Fragmento del documento =>
========================
Cuando al filo del 2020, el planeta estaba a la expectativa de las vacunas para combatir la epidemia de COVID-19, el trabajo tesonero de una mujer científica, literalmente, salvó a la humanidad. Katalin Karikó, bioquímica húngara, es la madre de las vacunas basadas en la molécula del ARNm que se han aplicado millones de personas en el mundo. Sin embargo, su vital descubrimiento estuvo en suspenso en la década de 1990, porque casi nadie creía en ella.
Karikó ha contado, en múltiples ocasiones, que constantemente le cerraban puertas para avanzar en su investigación. “Todo el mundo pensaba que era una locura, que no funcionaría. Si no me hubieran enseñado la puerta tantas veces, hoy no existirían las vacunas de Pfizer y Moderna”, ha dicho la bioquímica, quien también tuvo que lidiar con salarios de hambre y discriminación por ser mujer en la comunidad científica.
La historia de Karikó está lejos de ser anécdota o un caso aislado. Distintos informes de la Organización de Naciones Unidas han documentado cómo a las mujeres que quieren hacer carrera en la ciencia se les cuestiona más que a los hombres y se les resta credibilidad. También son objeto de prejuicios en los procesos de contratación, ascensos y compensación.
========================
Consigna 1 =>
Responda con base en el fragmento sobre Katalin Karikó:
(a) ¿De qué nacionalidad es Katalin Karikó?
(b) ¿Qué vacunas, según Karikó, no existirían hoy si no le hubieran enseñado la puerta tantas veces?
(c) ¿Qué organización ha documentado en distintos informes que a las mujeres que quieren hacer carrera en la ciencia se les cuestiona más que a los hombres?
Consigna 2 => Prolongue el fragmento sobre Katalin Karikó y las mujeres en la ciencia a partir de su última oración.
Los datos proceden de una fuente distinta a la del fragmento.

Datos en estudio =>
========================
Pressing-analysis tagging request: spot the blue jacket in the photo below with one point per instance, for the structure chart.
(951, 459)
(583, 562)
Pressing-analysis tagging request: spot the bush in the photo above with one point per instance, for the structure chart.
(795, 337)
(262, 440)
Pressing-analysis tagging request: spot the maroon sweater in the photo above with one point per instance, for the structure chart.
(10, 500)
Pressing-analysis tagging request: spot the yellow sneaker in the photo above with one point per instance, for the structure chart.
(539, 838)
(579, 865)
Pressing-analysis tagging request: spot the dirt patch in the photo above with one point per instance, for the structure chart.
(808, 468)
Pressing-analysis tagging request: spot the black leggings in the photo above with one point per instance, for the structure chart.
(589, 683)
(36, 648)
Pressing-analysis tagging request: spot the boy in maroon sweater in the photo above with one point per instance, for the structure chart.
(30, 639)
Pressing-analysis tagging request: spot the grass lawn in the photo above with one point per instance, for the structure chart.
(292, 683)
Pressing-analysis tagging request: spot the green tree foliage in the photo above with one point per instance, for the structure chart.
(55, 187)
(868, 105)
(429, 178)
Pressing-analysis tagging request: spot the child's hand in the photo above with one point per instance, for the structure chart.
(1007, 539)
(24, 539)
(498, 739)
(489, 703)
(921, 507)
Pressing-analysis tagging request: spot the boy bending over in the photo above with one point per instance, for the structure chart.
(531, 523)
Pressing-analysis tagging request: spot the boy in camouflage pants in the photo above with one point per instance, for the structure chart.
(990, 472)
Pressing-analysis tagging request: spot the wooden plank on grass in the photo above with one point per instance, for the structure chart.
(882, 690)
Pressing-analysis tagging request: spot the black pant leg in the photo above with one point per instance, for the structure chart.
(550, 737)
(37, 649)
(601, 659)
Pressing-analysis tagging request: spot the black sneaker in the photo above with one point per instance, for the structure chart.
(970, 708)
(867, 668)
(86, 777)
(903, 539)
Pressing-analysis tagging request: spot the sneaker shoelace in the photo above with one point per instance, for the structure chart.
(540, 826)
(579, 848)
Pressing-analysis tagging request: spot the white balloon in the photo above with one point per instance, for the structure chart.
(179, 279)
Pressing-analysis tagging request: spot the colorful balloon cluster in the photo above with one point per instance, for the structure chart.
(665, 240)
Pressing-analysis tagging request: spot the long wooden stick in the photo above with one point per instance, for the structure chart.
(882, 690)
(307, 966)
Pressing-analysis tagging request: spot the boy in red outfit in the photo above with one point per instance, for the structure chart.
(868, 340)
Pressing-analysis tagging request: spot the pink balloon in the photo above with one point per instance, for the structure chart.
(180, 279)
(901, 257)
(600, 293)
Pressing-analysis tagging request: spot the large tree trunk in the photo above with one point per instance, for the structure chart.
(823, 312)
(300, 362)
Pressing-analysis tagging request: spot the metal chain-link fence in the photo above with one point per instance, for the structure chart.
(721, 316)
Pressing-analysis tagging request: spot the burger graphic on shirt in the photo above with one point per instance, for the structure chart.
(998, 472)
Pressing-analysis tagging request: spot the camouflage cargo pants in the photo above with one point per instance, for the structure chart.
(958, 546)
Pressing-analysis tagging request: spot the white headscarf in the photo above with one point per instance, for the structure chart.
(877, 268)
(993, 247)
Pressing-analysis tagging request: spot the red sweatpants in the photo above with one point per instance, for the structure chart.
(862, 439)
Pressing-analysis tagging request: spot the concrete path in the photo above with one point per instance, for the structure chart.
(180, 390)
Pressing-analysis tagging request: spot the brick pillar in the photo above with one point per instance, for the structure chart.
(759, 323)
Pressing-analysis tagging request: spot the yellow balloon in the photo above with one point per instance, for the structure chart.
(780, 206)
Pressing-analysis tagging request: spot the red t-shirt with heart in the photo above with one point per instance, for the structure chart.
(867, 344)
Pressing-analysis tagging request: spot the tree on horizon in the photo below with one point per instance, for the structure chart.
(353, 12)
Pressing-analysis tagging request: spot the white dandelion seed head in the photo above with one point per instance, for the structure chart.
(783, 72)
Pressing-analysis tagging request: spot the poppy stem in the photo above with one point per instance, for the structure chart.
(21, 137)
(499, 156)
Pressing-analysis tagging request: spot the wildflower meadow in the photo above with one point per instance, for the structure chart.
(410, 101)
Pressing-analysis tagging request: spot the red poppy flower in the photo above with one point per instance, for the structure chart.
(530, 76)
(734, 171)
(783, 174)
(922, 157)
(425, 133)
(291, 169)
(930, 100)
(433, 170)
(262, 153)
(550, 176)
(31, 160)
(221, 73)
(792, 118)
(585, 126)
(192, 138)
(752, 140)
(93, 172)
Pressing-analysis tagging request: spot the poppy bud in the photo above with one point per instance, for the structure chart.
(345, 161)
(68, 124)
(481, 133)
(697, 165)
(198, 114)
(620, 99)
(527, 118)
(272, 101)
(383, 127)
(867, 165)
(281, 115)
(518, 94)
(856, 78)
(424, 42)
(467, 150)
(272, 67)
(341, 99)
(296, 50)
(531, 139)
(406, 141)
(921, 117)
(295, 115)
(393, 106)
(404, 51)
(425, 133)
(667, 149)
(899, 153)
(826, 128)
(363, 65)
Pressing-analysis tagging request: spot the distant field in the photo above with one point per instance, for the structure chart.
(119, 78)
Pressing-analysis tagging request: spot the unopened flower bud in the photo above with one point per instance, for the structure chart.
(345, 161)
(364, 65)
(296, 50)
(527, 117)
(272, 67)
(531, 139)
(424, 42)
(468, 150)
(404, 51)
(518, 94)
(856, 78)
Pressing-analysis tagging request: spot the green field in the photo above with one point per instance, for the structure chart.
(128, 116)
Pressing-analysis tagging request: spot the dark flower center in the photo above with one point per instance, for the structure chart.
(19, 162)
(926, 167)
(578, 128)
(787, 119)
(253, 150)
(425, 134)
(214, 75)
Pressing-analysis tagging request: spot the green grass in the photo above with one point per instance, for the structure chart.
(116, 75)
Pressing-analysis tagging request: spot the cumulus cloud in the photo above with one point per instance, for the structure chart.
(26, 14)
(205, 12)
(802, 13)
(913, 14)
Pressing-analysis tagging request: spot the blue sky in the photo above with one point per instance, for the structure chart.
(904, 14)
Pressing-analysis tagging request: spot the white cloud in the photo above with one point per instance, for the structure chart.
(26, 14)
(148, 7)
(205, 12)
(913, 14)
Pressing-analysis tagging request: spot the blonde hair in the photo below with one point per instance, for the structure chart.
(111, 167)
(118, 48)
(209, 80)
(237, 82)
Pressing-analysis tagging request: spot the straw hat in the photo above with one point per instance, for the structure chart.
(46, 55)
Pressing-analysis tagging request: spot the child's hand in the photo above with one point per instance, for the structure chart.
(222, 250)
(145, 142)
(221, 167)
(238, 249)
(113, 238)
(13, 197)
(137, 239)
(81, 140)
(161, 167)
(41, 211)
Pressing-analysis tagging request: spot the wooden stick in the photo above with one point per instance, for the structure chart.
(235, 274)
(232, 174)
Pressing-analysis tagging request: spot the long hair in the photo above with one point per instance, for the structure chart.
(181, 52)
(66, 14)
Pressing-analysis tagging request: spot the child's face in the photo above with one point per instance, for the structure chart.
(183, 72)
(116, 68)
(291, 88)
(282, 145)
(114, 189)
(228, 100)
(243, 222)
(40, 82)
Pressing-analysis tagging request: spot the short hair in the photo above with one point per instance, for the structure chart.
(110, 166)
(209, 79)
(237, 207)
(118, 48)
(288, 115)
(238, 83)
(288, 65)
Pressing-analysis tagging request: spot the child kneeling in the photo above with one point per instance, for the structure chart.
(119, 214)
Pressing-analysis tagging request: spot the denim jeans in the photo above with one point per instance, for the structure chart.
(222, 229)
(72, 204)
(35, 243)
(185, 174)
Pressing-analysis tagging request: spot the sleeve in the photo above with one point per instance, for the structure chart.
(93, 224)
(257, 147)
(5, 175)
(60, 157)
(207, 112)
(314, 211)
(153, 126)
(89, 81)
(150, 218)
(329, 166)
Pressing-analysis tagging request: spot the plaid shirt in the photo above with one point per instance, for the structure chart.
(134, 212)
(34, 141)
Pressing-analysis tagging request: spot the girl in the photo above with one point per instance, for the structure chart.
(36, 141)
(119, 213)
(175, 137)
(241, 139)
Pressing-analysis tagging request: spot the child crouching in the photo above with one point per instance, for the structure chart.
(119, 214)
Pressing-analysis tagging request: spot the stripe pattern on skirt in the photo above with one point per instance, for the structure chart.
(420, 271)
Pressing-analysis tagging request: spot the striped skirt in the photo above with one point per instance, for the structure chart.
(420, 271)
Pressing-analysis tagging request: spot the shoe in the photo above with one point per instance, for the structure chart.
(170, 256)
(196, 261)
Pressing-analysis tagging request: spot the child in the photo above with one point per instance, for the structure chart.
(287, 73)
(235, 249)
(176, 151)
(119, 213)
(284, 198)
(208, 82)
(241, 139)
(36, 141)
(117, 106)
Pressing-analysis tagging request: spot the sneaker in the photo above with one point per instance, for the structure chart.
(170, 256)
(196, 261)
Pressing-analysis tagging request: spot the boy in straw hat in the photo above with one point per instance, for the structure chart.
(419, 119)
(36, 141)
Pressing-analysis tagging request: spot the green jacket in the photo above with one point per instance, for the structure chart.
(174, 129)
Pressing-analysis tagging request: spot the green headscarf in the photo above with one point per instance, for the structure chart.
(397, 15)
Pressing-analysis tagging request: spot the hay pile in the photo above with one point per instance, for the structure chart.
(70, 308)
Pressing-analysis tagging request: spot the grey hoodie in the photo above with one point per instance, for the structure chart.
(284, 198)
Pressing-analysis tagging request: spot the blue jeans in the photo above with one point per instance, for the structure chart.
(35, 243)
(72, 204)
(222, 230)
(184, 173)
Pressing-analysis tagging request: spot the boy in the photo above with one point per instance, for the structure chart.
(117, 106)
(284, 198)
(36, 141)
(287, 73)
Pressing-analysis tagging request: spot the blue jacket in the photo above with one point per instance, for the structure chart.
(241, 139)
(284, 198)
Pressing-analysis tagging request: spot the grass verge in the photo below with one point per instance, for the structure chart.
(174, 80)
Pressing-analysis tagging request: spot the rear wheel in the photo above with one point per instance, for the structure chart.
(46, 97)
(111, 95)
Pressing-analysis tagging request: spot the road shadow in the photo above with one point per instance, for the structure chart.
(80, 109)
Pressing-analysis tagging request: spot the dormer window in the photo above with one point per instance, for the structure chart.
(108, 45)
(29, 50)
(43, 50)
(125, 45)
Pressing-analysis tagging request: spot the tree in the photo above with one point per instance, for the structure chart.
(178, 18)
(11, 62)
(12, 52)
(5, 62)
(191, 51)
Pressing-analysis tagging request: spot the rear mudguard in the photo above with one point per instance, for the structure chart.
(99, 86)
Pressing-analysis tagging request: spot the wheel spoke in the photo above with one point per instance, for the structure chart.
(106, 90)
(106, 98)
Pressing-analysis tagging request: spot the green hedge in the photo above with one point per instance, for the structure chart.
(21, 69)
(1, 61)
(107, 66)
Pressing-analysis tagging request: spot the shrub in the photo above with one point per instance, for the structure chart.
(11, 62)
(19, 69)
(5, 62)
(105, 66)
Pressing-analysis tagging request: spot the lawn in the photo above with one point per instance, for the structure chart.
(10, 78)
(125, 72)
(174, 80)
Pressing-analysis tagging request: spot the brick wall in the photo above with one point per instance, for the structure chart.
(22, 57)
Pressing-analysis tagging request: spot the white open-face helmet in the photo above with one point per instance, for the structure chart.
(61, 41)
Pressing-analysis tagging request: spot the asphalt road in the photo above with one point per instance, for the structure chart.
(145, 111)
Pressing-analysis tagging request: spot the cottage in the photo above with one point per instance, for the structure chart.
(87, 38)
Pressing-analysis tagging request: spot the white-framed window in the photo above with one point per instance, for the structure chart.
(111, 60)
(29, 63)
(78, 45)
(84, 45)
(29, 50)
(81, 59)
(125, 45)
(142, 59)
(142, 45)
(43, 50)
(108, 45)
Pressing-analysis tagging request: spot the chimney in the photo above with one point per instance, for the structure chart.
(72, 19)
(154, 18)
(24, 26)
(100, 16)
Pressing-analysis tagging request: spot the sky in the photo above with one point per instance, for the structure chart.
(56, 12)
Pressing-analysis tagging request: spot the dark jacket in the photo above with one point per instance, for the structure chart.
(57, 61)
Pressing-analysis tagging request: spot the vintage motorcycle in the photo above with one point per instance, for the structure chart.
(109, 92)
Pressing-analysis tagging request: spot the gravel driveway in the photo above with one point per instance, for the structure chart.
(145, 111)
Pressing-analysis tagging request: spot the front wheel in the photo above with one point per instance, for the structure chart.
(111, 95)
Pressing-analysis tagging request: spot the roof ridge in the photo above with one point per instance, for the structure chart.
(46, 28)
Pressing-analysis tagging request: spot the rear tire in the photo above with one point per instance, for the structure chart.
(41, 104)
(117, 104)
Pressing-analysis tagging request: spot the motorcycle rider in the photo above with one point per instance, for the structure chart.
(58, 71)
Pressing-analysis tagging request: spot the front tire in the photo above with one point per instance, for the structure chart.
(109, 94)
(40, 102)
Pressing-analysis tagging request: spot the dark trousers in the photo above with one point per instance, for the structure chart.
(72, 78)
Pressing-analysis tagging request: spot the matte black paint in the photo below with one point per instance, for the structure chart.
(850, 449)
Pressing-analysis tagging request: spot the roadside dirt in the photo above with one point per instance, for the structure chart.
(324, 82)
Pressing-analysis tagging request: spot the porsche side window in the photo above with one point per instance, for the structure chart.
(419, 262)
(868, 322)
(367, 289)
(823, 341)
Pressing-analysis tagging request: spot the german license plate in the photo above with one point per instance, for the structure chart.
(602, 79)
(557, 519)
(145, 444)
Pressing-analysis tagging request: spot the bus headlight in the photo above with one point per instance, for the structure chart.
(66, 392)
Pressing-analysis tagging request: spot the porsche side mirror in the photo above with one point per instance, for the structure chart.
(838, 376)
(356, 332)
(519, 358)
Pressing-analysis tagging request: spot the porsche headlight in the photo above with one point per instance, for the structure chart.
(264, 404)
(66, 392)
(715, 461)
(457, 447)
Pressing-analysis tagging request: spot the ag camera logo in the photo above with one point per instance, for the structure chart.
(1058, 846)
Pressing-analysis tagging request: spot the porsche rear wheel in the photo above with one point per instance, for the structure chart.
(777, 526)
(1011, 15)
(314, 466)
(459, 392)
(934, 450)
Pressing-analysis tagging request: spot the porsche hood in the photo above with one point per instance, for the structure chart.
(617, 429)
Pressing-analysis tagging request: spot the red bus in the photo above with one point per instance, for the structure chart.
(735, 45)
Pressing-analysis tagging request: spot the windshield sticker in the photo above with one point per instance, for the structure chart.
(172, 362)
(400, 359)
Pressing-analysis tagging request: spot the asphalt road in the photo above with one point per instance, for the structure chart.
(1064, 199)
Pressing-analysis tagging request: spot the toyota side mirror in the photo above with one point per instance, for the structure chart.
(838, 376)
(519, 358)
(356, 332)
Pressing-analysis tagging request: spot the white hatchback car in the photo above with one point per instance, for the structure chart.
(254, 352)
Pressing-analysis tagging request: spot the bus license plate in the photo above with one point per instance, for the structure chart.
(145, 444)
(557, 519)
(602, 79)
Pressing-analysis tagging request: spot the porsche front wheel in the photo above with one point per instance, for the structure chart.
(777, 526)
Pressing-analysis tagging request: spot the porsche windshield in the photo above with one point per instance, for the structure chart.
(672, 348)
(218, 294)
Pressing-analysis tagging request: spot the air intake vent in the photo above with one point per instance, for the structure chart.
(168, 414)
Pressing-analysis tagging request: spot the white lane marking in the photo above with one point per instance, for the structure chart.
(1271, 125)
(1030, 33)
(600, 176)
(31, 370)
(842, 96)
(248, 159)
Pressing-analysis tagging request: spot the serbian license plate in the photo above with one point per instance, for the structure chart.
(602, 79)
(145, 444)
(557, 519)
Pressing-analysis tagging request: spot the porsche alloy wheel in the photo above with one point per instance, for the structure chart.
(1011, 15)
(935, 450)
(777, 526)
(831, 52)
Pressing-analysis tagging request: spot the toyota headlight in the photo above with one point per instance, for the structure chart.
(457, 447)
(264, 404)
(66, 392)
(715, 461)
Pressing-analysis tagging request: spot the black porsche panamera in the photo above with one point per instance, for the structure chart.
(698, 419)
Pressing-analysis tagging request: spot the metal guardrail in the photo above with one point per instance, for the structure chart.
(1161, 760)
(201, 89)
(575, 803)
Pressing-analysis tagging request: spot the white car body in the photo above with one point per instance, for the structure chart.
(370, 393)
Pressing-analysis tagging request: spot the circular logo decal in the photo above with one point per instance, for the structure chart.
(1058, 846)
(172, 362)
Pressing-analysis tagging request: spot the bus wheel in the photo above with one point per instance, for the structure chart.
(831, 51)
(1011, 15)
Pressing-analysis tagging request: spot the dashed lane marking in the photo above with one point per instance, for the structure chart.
========================
Resultado 1 =>
(a) Húngara.
(b) Las de Pfizer y Moderna.
(c) La Organización de Naciones Unidas.

Resultado 2 =>
Estos arraigados comportamientos han hecho que la ciencia del mundo no esté bien equilibrada, pues su producción de conocimiento y soluciones sigue careciendo del aporte fundamental de miles de mujeres que han sido excluidas por prejuicios de género.
En el mundo, menos de una tercera parte de los países han conseguido la paridad de género necesaria para que las mujeres se desempeñen como investigadoras en distintos ámbitos de la ciencia. Entre 123 naciones, solo 36 han roto las barreras para que las mujeres representen entre el 45% y el 55% del total de las personas investigadoras, según un análisis de La Data Cuenta con datos de la Organización de las Naciones Unidas para la Educación, la Ciencia y la Cultura (UNESCO).